**Work instructions**
Report how many lines of the entries below contain the word "outlet", giving only the number.

======

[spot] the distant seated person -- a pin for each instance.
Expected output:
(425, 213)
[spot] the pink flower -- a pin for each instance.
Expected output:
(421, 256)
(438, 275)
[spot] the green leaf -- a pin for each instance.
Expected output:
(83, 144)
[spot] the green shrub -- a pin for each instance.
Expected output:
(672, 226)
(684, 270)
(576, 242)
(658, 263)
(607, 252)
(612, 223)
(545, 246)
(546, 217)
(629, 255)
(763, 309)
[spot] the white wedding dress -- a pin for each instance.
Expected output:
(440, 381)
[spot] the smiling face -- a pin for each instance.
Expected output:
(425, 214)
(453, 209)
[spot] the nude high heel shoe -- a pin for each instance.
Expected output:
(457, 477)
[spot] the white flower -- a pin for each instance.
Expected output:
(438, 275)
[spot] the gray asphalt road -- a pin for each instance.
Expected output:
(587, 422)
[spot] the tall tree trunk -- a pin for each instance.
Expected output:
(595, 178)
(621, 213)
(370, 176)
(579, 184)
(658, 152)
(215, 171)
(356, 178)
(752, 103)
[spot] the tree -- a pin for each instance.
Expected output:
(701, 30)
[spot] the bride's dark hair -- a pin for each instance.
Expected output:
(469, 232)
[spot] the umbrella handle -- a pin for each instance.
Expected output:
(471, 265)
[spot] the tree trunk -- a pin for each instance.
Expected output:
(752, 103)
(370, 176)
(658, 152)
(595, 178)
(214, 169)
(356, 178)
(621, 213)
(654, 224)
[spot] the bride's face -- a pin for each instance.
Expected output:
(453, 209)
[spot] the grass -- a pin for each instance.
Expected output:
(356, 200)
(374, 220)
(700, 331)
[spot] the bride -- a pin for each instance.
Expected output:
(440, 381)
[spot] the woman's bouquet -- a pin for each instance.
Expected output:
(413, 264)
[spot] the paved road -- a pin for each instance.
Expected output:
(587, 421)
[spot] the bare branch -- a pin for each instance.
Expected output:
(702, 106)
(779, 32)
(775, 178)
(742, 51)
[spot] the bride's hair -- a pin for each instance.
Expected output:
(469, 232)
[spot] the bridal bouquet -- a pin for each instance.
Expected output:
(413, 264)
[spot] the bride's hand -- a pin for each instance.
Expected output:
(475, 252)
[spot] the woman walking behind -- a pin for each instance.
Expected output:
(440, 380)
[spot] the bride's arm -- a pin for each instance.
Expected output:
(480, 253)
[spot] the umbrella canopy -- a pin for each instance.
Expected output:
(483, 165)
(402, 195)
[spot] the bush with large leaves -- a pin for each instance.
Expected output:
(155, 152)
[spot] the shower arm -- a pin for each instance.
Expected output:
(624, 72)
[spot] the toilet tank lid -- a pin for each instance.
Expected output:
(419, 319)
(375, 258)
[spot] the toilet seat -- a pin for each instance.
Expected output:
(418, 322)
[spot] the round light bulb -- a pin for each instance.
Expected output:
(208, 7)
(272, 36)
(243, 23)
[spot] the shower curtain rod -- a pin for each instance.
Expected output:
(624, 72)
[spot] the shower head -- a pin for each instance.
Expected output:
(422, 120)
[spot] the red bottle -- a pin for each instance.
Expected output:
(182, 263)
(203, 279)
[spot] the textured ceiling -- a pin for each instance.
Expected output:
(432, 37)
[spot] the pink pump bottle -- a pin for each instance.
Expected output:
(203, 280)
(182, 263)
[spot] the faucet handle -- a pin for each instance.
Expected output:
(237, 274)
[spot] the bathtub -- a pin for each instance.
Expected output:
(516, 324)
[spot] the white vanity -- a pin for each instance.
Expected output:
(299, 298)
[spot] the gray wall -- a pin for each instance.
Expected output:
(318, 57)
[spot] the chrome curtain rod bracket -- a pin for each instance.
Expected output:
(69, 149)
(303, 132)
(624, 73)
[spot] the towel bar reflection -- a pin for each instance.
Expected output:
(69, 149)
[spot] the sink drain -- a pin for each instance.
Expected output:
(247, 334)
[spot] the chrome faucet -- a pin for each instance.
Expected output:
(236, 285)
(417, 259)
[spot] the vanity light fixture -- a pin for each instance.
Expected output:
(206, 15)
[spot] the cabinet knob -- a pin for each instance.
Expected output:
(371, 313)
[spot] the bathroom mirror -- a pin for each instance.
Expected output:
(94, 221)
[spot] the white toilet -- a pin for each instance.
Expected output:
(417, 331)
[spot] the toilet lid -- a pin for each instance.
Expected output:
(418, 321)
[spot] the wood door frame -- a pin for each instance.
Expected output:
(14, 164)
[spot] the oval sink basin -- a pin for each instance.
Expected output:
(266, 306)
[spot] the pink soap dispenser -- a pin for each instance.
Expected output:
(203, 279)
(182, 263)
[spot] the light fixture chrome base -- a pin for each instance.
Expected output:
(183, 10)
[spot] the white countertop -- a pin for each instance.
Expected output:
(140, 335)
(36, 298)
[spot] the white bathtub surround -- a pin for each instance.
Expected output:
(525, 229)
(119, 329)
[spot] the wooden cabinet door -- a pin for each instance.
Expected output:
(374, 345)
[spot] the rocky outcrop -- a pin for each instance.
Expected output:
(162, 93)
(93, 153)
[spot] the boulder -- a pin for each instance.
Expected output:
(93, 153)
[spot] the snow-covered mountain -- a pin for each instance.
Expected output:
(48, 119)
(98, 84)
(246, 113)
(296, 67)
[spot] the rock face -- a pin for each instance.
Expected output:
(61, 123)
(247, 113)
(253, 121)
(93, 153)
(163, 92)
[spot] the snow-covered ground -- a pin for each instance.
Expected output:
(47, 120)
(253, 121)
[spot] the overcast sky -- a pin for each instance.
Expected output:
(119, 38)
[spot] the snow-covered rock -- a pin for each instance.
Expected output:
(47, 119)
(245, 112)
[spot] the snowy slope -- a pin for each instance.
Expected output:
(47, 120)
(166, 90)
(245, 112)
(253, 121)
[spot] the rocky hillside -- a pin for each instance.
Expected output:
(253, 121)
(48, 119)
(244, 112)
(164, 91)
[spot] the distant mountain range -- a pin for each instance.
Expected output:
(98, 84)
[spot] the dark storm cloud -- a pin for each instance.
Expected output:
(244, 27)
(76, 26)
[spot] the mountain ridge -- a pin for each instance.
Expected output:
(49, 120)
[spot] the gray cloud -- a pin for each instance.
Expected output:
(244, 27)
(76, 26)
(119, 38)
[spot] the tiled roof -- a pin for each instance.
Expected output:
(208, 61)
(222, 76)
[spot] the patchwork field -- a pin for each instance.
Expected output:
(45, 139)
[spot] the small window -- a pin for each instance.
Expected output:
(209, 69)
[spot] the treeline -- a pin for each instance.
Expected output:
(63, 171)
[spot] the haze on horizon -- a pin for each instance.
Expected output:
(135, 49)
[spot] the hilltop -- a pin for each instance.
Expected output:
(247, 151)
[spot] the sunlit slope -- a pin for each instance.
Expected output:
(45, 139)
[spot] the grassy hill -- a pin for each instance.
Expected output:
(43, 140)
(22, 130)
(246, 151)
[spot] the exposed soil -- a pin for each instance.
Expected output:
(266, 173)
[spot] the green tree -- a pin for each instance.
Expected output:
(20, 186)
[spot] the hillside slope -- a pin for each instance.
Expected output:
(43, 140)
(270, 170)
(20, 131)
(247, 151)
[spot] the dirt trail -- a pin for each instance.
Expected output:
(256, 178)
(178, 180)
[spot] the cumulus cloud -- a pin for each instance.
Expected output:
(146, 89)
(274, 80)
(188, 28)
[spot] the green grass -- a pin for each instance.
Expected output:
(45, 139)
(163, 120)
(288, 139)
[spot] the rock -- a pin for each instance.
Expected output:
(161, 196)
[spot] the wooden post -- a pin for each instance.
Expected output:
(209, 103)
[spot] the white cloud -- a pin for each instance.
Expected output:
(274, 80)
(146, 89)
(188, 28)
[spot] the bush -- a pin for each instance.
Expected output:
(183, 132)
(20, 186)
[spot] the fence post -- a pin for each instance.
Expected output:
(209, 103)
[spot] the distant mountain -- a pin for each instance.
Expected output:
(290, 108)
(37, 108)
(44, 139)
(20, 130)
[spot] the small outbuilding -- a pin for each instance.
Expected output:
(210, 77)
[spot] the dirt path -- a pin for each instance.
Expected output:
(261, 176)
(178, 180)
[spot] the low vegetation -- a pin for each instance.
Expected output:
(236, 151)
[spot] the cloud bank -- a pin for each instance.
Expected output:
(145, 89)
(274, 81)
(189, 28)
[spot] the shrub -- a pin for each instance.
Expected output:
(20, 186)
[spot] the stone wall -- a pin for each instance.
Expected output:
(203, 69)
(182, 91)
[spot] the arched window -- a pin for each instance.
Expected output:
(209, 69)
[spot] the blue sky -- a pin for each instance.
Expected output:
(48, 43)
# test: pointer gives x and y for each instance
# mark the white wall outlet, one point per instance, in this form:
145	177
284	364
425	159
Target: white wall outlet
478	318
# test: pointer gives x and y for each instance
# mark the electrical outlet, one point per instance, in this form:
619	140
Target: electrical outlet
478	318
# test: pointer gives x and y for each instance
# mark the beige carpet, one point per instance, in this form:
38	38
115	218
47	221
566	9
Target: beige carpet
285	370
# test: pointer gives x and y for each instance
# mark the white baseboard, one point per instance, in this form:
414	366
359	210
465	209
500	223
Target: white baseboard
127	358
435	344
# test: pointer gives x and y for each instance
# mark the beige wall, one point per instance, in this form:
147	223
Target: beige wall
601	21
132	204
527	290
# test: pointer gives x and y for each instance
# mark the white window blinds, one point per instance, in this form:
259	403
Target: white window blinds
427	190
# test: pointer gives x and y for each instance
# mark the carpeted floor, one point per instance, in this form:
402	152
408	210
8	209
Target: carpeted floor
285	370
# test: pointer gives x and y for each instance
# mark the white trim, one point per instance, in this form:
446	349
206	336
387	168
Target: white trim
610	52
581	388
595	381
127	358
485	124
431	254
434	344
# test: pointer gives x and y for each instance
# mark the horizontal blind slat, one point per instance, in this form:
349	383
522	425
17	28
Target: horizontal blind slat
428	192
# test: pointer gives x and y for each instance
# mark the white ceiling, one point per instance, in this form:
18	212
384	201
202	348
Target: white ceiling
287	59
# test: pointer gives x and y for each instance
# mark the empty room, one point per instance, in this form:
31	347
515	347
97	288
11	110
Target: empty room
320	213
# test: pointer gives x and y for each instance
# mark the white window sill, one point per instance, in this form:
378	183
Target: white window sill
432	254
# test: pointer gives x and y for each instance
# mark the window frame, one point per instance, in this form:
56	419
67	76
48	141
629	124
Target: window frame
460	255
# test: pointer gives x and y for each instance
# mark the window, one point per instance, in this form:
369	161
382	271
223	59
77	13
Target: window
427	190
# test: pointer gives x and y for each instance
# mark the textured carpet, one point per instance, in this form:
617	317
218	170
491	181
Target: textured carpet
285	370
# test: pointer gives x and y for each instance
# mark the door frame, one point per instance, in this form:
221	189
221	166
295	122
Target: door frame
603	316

======

**Written solution**
4